- Action item: Beginning with the opening line of the entries, return every line through the one containing "tag the bike front", both included, and nothing else. Omit pictures.

----

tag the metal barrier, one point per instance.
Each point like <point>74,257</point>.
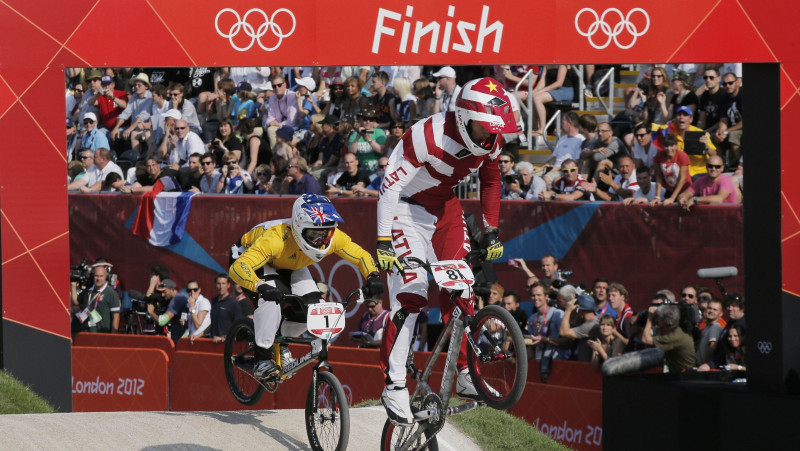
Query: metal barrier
<point>607,78</point>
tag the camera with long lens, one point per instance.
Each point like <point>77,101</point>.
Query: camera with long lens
<point>81,273</point>
<point>560,278</point>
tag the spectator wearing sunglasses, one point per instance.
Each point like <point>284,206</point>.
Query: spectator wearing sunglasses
<point>712,188</point>
<point>282,109</point>
<point>729,130</point>
<point>211,176</point>
<point>199,316</point>
<point>644,152</point>
<point>570,186</point>
<point>712,102</point>
<point>396,131</point>
<point>86,157</point>
<point>225,309</point>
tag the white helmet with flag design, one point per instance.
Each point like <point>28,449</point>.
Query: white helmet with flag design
<point>314,219</point>
<point>485,102</point>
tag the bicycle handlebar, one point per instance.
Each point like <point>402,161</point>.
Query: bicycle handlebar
<point>478,254</point>
<point>290,297</point>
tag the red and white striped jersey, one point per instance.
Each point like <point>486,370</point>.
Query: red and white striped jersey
<point>428,163</point>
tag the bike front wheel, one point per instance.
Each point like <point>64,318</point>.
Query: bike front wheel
<point>499,366</point>
<point>327,414</point>
<point>240,345</point>
<point>394,437</point>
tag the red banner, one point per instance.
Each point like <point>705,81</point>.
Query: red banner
<point>106,379</point>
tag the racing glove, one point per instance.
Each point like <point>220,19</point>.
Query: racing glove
<point>270,293</point>
<point>493,246</point>
<point>374,286</point>
<point>387,259</point>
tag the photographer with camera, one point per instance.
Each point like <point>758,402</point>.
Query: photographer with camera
<point>589,329</point>
<point>97,308</point>
<point>169,308</point>
<point>523,184</point>
<point>234,179</point>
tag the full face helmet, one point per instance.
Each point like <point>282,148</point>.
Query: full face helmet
<point>485,102</point>
<point>314,220</point>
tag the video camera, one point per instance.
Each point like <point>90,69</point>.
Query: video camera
<point>512,177</point>
<point>81,273</point>
<point>560,278</point>
<point>139,303</point>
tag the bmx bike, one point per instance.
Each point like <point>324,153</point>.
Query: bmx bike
<point>327,414</point>
<point>496,358</point>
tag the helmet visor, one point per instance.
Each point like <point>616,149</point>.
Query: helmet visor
<point>318,238</point>
<point>481,136</point>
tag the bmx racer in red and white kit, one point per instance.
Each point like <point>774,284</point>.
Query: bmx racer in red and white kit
<point>419,215</point>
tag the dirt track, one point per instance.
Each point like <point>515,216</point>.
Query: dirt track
<point>240,430</point>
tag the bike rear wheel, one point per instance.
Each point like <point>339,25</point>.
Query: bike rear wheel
<point>394,436</point>
<point>500,371</point>
<point>327,414</point>
<point>240,345</point>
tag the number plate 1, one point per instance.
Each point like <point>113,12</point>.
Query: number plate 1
<point>325,320</point>
<point>453,274</point>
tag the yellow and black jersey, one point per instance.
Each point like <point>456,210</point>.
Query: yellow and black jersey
<point>272,243</point>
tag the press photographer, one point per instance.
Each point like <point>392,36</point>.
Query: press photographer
<point>177,310</point>
<point>97,308</point>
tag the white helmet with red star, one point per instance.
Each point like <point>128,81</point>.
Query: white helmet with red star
<point>485,102</point>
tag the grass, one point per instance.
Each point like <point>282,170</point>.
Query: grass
<point>16,398</point>
<point>495,430</point>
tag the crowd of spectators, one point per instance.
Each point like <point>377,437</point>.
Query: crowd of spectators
<point>696,330</point>
<point>288,130</point>
<point>296,130</point>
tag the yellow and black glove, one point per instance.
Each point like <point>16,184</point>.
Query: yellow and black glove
<point>387,259</point>
<point>493,246</point>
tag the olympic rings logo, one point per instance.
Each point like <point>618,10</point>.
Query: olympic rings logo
<point>242,24</point>
<point>623,24</point>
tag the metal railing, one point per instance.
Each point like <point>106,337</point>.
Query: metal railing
<point>528,107</point>
<point>607,78</point>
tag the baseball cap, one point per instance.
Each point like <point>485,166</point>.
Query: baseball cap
<point>446,71</point>
<point>286,132</point>
<point>173,113</point>
<point>307,82</point>
<point>167,283</point>
<point>142,77</point>
<point>586,302</point>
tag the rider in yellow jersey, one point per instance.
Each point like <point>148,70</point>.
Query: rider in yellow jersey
<point>273,258</point>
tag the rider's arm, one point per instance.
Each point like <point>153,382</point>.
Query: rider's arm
<point>243,270</point>
<point>402,168</point>
<point>491,184</point>
<point>352,252</point>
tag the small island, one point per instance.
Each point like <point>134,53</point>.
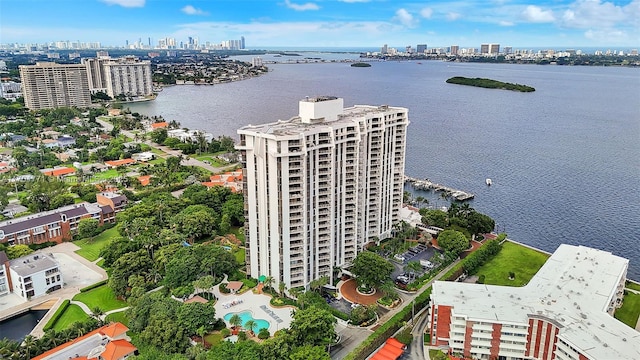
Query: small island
<point>489,84</point>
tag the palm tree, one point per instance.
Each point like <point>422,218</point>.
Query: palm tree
<point>282,287</point>
<point>201,331</point>
<point>250,325</point>
<point>235,320</point>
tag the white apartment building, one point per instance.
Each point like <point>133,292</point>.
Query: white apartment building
<point>565,312</point>
<point>321,185</point>
<point>127,76</point>
<point>48,85</point>
<point>34,275</point>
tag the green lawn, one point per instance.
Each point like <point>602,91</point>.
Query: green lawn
<point>213,338</point>
<point>90,249</point>
<point>101,297</point>
<point>630,309</point>
<point>633,286</point>
<point>120,317</point>
<point>72,314</point>
<point>522,261</point>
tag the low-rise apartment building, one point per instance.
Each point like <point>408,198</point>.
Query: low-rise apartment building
<point>58,225</point>
<point>565,312</point>
<point>34,275</point>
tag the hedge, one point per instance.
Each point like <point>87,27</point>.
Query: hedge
<point>389,328</point>
<point>91,287</point>
<point>57,315</point>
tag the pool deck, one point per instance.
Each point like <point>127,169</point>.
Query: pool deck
<point>257,304</point>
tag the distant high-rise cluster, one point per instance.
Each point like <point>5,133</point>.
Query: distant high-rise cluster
<point>47,85</point>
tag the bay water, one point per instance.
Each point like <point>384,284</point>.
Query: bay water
<point>564,160</point>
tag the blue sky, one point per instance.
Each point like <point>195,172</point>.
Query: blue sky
<point>328,23</point>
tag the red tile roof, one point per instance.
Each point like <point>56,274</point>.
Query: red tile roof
<point>60,172</point>
<point>159,125</point>
<point>117,349</point>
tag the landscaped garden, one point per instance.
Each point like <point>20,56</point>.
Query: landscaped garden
<point>102,297</point>
<point>90,247</point>
<point>71,314</point>
<point>630,309</point>
<point>513,259</point>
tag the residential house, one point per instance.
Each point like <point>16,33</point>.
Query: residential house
<point>109,342</point>
<point>59,224</point>
<point>34,275</point>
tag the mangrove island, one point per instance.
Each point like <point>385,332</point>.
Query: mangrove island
<point>489,84</point>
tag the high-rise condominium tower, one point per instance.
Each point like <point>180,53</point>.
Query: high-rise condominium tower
<point>319,186</point>
<point>48,85</point>
<point>127,76</point>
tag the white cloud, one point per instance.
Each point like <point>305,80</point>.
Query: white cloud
<point>584,14</point>
<point>426,13</point>
<point>190,10</point>
<point>534,13</point>
<point>405,18</point>
<point>453,16</point>
<point>301,7</point>
<point>125,3</point>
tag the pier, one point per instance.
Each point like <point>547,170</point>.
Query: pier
<point>426,184</point>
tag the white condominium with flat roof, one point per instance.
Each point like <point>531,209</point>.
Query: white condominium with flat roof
<point>47,85</point>
<point>321,185</point>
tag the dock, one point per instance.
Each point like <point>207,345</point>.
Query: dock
<point>426,184</point>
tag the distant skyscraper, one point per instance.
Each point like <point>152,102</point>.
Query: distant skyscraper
<point>48,85</point>
<point>319,186</point>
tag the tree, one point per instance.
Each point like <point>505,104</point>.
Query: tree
<point>88,227</point>
<point>235,320</point>
<point>454,241</point>
<point>371,269</point>
<point>313,326</point>
<point>191,316</point>
<point>250,325</point>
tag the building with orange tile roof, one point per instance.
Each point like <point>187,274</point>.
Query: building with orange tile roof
<point>122,162</point>
<point>159,125</point>
<point>106,343</point>
<point>231,180</point>
<point>59,172</point>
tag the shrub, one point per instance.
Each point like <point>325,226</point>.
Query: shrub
<point>223,289</point>
<point>56,315</point>
<point>263,334</point>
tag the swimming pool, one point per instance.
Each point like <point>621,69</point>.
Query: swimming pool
<point>246,316</point>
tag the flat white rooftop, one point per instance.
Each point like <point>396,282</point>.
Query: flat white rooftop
<point>573,288</point>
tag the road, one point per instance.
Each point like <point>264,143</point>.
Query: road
<point>186,160</point>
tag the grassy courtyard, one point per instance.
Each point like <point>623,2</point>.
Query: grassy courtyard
<point>630,309</point>
<point>90,248</point>
<point>522,261</point>
<point>72,314</point>
<point>101,297</point>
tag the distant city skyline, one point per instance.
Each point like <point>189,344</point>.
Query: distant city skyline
<point>327,23</point>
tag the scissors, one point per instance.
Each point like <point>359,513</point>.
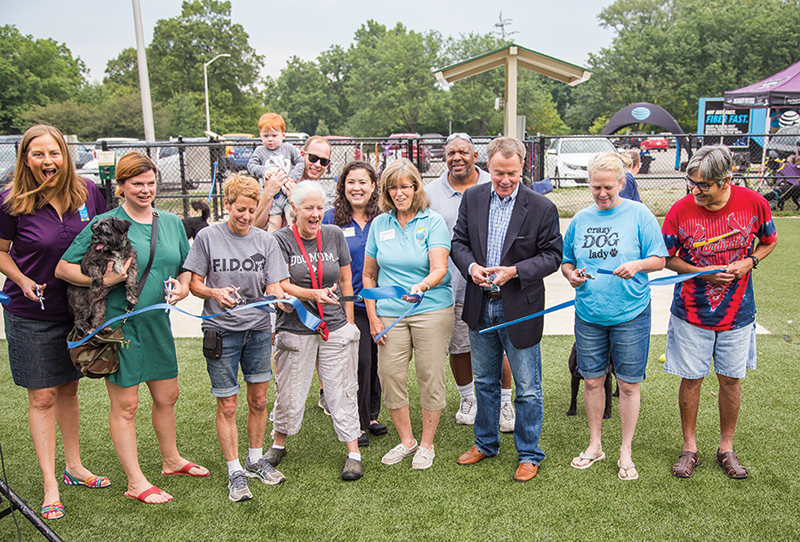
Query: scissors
<point>39,297</point>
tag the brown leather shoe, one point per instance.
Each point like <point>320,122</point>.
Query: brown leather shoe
<point>471,457</point>
<point>525,472</point>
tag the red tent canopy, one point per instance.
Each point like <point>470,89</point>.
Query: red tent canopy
<point>776,91</point>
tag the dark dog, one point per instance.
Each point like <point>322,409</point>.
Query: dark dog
<point>110,243</point>
<point>576,382</point>
<point>194,224</point>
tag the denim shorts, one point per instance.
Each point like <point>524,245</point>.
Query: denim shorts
<point>253,349</point>
<point>628,344</point>
<point>690,350</point>
<point>37,352</point>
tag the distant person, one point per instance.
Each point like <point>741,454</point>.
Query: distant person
<point>446,194</point>
<point>41,212</point>
<point>633,163</point>
<point>273,159</point>
<point>720,226</point>
<point>252,265</point>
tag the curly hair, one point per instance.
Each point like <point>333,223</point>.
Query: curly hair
<point>27,195</point>
<point>342,210</point>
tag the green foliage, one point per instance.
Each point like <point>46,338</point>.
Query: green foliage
<point>34,72</point>
<point>672,52</point>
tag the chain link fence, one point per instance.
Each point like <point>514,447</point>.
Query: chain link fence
<point>194,169</point>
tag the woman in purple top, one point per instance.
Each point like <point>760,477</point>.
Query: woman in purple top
<point>45,208</point>
<point>355,206</point>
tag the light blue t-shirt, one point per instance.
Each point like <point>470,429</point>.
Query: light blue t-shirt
<point>607,239</point>
<point>402,256</point>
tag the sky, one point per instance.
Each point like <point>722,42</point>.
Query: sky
<point>98,30</point>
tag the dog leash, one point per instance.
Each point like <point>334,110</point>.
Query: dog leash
<point>387,292</point>
<point>309,320</point>
<point>663,281</point>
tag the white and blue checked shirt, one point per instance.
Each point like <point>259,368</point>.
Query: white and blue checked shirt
<point>499,218</point>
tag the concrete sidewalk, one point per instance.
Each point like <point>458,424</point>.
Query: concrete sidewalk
<point>557,289</point>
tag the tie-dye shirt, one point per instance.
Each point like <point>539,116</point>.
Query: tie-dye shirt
<point>703,238</point>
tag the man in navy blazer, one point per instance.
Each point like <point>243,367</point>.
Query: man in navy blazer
<point>505,241</point>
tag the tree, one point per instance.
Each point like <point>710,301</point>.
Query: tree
<point>673,52</point>
<point>34,72</point>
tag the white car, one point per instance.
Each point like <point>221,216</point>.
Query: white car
<point>568,157</point>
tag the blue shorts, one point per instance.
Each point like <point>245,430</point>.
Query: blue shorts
<point>253,349</point>
<point>690,350</point>
<point>37,352</point>
<point>628,344</point>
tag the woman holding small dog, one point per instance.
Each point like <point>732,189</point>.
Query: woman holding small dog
<point>150,357</point>
<point>45,208</point>
<point>612,316</point>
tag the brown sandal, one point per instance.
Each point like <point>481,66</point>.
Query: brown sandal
<point>684,466</point>
<point>730,464</point>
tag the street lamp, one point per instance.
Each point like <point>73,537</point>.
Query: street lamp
<point>205,81</point>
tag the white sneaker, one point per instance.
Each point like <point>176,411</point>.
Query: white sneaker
<point>507,417</point>
<point>398,453</point>
<point>423,458</point>
<point>466,411</point>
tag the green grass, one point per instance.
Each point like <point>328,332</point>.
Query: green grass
<point>451,502</point>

----

- Result:
tag the metal barrier, one point per instance.
Each point like <point>74,257</point>.
Query: metal barrier
<point>607,78</point>
tag the camera with long lens, one point per instance.
Each point like <point>77,101</point>.
Query: camera with long lens
<point>81,273</point>
<point>560,278</point>
tag the spectator wearing sunglasses, one point per instance.
Each point like <point>284,206</point>.
Query: spectator wearing sunglasses
<point>712,188</point>
<point>282,109</point>
<point>729,130</point>
<point>211,176</point>
<point>199,316</point>
<point>644,152</point>
<point>570,186</point>
<point>712,102</point>
<point>396,131</point>
<point>86,157</point>
<point>225,309</point>
tag the white helmet with flag design, one point per instance.
Each point like <point>28,449</point>.
Query: white helmet with flag design
<point>314,219</point>
<point>485,102</point>
tag the bicycle handlebar, one point per instance.
Each point like <point>402,161</point>.
Query: bicycle handlebar
<point>478,254</point>
<point>290,297</point>
tag the red and white striped jersey, one point per instance.
Each point like <point>486,370</point>.
Query: red and white striped jersey
<point>428,163</point>
tag the bike front wheel, one point per instance.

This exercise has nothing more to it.